*DOCUMENT EXCERPT:*

KLOL
- Houston, Texas; United States;
- Broadcast area: Greater Houston
- Frequency: 101.1 MHz (HD Radio)
- Branding: Mega 101

Programming
- Language: Spanish
- Format: Contemporary hit radio
- Subchannels: HD2: Tejano music ("Fierro")
- Affiliations: Houston Texans; KTMD;

Ownership
- Owner: Audacy, Inc.; (Audacy License, LLC);
- Sister stations: KHMX; KIKK; KILT; KILT-FM; KIKK-FM;

History
- First air date: June 30, 1947
- Former call signs: KTRH-FM (1947–1970)
- Call sign meaning: LOL in lower case resembles "101"

Technical information
- Licensing authority: FCC
- Facility ID: 35073
- Class: C
- ERP: 96,000 watts; (100,000 watts with beam tilt);
- HAAT: 585 meters (1,919 ft)
- Transmitter coordinates: 29°34′34″N 95°30′38″W﻿ / ﻿29.57611°N 95.51056°W

Links
- Public license information: Public file; LMS;
- Webcast: Listen live (via Audacy); HD2: Listen live (via Audacy);
- Website: www.audacy.com/klol

= KLOL =

KLOL (101.1 MHz, "Mega 101") is a commercial FM radio station in Houston, Texas. It is owned by Audacy, Inc. and airs a Spanish-language Latin pop format. KLOL serves as the Spanish-language flagship station for the Houston Texans football team.

The studios and offices are in Greenway Plaza in Houston. The transmitter is located off McHard Road in Missouri City, Texas.

==History==
===KTRH-FM===
For much of the early days of radio, KTRH had been one of Houston's top AM stations, co-owned with The Houston Chronicle. In 1945, a construction permit for an FM station was obtained, and on June 30, 1947, 101.1 KTRH-FM went on the air. It was the third FM station in Houston (after the short-lived KOPY and KPRC-FM) and mostly simulcast KTRH's programming when few people had FM radios. KTRH-AM-FM aired the CBS Radio Network line-up of dramas, comedies, news, sports, soap operas, game shows and big band broadcasts during the "Golden Age of Radio".

*TO-DO LIST:*
- a) Reproduce the passage of the KLOL page starting with "- Transmitter coordinates: 29°34′34″N" and going on through "Texans football team.".
- b) Answer these from the KLOL page:
(i) What frequency does the station broadcast on?
(ii) Where is its transmitter located?
(iii) What call sign did it use from 1947 to 1970?

*DATA:*
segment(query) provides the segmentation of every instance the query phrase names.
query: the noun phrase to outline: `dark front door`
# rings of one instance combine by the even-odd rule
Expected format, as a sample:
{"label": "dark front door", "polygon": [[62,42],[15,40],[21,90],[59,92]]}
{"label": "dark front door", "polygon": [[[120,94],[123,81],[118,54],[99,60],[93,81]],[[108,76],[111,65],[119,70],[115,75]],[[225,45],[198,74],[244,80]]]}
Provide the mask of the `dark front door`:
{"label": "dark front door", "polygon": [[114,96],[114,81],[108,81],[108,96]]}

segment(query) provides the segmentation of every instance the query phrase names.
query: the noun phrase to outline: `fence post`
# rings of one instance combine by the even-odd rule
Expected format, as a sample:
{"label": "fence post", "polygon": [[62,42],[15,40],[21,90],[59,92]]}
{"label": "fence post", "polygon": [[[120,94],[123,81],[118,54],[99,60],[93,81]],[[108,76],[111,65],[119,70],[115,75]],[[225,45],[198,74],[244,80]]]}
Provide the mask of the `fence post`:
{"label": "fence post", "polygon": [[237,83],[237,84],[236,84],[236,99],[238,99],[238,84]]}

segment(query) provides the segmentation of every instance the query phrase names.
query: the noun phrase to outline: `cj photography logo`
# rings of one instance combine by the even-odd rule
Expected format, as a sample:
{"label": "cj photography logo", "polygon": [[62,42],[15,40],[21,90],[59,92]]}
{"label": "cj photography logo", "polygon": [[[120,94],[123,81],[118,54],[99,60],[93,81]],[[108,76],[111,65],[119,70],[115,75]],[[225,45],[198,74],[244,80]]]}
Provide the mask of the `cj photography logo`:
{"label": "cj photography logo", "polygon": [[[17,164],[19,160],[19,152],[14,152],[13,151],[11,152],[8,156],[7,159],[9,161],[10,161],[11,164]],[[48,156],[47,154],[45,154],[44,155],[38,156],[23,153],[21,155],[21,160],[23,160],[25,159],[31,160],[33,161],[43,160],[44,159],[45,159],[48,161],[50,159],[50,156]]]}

*ANSWERS TO EACH TASK:*
- a)
- Transmitter coordinates: 29°34′34″N 95°30′38″W﻿ / ﻿29.57611°N 95.51056°W

Links
- Public license information: Public file; LMS;
- Webcast: Listen live (via Audacy); HD2: Listen live (via Audacy);
- Website: www.audacy.com/klol

= KLOL =

KLOL (101.1 MHz, "Mega 101") is a commercial FM radio station in Houston, Texas. It is owned by Audacy, Inc. and airs a Spanish-language Latin pop format. KLOL serves as the Spanish-language flagship station for the Houston Texans football team.

- b)
(i) 101.1 MHz
(ii) Off McHard Road in Missouri City, Texas
(iii) KTRH-FM